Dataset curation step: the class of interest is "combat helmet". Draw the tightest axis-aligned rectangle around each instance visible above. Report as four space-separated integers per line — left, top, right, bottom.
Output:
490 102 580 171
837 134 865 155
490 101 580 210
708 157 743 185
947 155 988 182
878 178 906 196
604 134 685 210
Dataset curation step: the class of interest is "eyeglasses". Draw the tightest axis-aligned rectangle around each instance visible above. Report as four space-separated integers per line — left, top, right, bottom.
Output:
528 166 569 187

────────────────

▸ **Request**: Recast the data above as a CSV with two columns, input and output, giving one row per input. Put each field in double quotes, with its line breaks replaced by spaces.

▸ **Full response**:
input,output
"Dataset curation step: the class of interest is ""combat helmet"". Draw the tightest axis-aligned rectangle around each instance visible above. Report as four space-separated integers per line — left, top, right, bottom. Output:","490 102 580 171 837 134 865 155 490 101 580 210 708 157 743 185 947 155 988 182 878 178 906 196 604 134 685 210"
"Dataset curation step: the class of interest is ""eyeglasses"". Draw the tightest axis-aligned rectangle around each instance visible above. Report as four space-separated integers per line — left, top, right, bottom. Output:","528 166 569 187"